## Set exercise
Please rewrite all the records with "pink plush paw" swapped for "stuffed toy paw" everywhere, leaving every other line as it is.

Region segmentation data:
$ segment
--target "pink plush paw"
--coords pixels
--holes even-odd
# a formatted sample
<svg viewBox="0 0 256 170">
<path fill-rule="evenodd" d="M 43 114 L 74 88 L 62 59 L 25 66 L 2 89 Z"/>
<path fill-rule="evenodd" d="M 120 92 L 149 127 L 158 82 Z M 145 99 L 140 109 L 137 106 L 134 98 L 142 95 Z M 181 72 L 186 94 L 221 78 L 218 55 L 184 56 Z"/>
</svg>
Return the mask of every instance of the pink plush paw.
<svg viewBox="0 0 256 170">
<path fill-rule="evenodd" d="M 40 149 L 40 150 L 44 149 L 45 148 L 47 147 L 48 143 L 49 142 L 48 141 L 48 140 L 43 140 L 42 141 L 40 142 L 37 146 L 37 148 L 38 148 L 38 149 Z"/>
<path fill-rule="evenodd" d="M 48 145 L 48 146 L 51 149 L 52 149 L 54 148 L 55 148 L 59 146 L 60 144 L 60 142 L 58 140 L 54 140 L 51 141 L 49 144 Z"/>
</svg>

## Output for this exercise
$ segment
--target "stuffed toy paw"
--coords pixels
--holes even-odd
# a formatted sample
<svg viewBox="0 0 256 170">
<path fill-rule="evenodd" d="M 43 114 L 74 88 L 62 59 L 25 66 L 2 89 Z"/>
<path fill-rule="evenodd" d="M 120 92 L 149 127 L 158 82 Z M 145 99 L 140 109 L 137 106 L 134 98 L 142 95 Z M 181 72 L 186 94 L 221 78 L 218 55 L 184 56 Z"/>
</svg>
Return the mask of every instance of the stuffed toy paw.
<svg viewBox="0 0 256 170">
<path fill-rule="evenodd" d="M 40 149 L 40 150 L 44 149 L 45 148 L 47 147 L 48 143 L 49 142 L 48 141 L 48 140 L 43 140 L 42 141 L 40 142 L 37 146 L 37 148 L 38 148 L 38 149 Z"/>
<path fill-rule="evenodd" d="M 48 145 L 48 146 L 51 149 L 52 149 L 54 148 L 55 148 L 59 146 L 60 144 L 60 142 L 58 140 L 54 140 L 51 141 L 49 144 Z"/>
</svg>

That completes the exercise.